— AVAILABLE RECORDS —

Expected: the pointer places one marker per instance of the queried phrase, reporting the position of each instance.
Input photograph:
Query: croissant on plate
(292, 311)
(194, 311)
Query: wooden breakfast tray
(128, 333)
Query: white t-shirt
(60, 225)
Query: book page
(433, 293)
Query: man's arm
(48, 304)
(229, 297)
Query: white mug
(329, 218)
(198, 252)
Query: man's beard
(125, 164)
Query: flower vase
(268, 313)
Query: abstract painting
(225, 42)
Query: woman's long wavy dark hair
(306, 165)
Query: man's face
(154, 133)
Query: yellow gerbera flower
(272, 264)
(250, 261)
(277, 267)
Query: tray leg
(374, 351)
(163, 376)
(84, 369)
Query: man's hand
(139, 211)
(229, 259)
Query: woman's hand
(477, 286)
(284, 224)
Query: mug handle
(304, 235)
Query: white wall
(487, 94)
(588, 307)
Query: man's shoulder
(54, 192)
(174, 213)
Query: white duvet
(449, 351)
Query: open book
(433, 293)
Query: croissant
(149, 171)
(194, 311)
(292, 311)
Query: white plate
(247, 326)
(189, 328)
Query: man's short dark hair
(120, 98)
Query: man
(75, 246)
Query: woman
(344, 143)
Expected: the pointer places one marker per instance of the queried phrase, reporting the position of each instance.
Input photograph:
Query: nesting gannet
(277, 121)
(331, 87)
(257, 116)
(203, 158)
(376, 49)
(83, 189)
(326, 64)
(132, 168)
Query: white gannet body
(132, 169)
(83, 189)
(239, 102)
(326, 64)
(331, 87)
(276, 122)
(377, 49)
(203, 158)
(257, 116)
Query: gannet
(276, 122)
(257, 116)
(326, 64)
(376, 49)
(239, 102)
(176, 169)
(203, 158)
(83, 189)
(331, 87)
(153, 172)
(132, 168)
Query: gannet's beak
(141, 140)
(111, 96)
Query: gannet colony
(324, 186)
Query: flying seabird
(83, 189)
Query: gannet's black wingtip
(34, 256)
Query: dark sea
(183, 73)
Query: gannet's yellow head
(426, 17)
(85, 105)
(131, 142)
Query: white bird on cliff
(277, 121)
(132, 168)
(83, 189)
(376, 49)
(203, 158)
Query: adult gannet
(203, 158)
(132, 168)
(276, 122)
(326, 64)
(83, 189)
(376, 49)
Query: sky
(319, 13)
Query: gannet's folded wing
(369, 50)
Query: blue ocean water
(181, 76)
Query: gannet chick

---

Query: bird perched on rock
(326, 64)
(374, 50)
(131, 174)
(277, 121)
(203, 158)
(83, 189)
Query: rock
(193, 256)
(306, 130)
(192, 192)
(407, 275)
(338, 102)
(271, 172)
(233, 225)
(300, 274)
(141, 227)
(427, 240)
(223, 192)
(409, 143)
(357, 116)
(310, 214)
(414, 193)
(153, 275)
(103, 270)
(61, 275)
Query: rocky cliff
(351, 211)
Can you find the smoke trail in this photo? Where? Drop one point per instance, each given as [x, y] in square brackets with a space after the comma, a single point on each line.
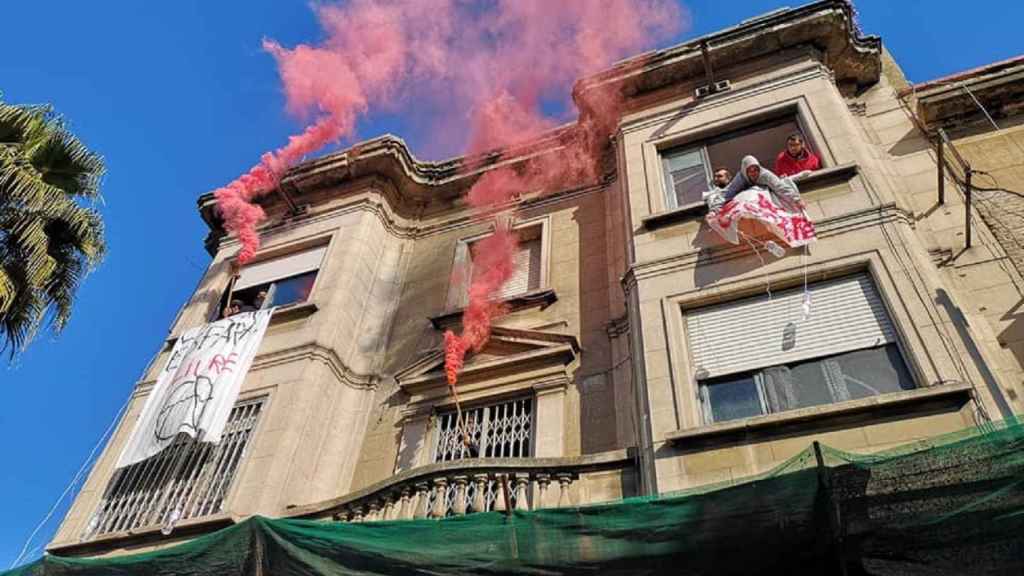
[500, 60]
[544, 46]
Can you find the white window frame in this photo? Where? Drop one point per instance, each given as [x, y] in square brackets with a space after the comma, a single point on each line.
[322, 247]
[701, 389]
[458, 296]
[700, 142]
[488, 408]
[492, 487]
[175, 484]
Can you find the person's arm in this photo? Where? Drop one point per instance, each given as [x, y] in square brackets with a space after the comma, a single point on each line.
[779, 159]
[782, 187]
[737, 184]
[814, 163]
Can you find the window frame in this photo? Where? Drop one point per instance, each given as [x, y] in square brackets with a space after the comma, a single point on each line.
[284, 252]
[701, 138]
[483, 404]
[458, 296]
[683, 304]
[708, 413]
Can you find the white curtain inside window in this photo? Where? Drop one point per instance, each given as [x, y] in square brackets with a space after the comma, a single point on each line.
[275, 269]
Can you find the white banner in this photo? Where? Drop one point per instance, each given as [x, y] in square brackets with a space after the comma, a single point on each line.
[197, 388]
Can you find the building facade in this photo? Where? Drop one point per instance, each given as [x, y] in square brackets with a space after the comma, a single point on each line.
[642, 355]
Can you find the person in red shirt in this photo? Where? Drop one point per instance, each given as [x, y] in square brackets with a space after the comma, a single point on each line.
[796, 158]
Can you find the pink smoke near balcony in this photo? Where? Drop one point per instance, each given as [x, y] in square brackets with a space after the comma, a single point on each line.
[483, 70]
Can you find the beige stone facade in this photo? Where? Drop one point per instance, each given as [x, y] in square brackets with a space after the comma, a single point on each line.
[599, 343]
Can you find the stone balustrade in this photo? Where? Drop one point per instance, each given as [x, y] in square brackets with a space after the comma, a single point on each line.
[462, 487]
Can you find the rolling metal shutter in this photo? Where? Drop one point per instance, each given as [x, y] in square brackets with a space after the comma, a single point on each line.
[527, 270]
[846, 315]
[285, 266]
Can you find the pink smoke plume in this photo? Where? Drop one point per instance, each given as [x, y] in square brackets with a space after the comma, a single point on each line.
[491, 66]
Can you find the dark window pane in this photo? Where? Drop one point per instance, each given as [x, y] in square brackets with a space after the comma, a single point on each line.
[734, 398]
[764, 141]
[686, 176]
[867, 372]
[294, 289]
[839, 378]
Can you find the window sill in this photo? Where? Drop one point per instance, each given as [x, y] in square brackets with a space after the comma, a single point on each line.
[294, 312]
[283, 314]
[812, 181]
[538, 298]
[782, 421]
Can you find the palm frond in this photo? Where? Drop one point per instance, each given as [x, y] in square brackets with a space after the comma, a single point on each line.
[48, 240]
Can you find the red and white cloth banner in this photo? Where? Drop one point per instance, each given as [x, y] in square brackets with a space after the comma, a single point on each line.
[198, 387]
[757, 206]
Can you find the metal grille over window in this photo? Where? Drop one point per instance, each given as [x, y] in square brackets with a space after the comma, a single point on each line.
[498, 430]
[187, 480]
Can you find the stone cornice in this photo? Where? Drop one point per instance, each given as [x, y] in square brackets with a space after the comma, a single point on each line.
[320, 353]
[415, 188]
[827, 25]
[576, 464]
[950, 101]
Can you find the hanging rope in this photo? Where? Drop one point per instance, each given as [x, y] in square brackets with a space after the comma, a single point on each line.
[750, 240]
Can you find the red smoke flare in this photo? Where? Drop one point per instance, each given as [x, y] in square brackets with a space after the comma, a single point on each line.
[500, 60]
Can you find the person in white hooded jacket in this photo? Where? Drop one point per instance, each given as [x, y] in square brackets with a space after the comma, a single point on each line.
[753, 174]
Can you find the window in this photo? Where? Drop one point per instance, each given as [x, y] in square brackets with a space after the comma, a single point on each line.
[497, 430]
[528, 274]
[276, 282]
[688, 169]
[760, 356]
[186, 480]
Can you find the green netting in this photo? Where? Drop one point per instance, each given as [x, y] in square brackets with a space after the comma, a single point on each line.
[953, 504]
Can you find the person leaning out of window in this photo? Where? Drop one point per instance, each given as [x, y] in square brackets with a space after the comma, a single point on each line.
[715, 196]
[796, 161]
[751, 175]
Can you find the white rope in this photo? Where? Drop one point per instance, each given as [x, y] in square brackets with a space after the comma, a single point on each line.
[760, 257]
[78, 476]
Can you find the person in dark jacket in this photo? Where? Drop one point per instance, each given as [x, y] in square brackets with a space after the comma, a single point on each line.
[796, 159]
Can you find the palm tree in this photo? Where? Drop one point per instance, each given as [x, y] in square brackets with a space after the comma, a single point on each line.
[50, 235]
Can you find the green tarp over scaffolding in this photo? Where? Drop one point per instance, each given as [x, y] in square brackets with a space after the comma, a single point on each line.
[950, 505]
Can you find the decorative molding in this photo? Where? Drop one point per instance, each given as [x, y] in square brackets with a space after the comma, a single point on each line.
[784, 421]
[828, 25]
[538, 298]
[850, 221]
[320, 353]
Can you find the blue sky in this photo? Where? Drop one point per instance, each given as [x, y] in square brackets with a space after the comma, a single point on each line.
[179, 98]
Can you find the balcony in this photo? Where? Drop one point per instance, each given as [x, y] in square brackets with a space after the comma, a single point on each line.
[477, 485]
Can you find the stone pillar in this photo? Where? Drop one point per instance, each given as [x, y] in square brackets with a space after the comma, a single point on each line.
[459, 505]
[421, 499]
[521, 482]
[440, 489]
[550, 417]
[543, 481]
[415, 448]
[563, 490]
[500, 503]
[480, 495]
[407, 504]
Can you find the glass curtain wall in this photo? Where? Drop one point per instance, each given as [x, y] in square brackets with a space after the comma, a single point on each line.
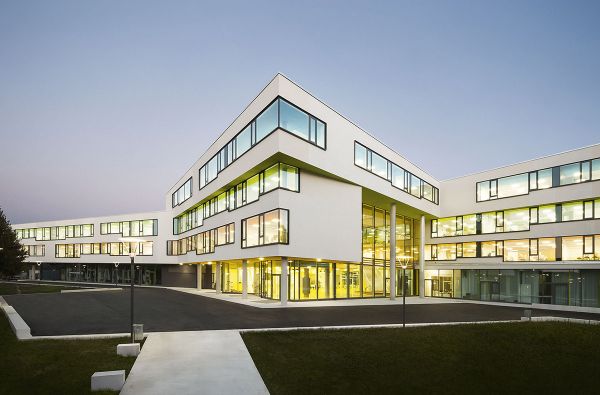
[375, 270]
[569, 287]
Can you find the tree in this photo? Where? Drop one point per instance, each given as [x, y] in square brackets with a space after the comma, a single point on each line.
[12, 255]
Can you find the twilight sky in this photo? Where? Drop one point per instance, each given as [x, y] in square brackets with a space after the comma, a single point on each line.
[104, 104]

— PROBLEM TO SOLVE —
Please express the lines from the one containing "Query: gannet's yellow head" through the one containing "Query: gannet chick", inclusive, as a JSON list of strings, one string per line, with blank lines left out.

— OUTPUT OF THE TASK —
[
  "Query: gannet's yellow head",
  "(426, 17)",
  "(85, 105)",
  "(131, 142)",
  "Query: white bird on cliff",
  "(277, 121)",
  "(132, 168)",
  "(83, 189)",
  "(376, 49)",
  "(203, 158)",
  "Query: adult gannet",
  "(203, 158)",
  "(132, 168)",
  "(276, 122)",
  "(326, 64)",
  "(83, 189)",
  "(376, 49)",
  "Query: sky",
  "(319, 13)",
  "Query: gannet's folded wing",
  "(369, 50)",
  "Query: blue ocean water",
  "(181, 76)",
  "Query: gannet chick"
]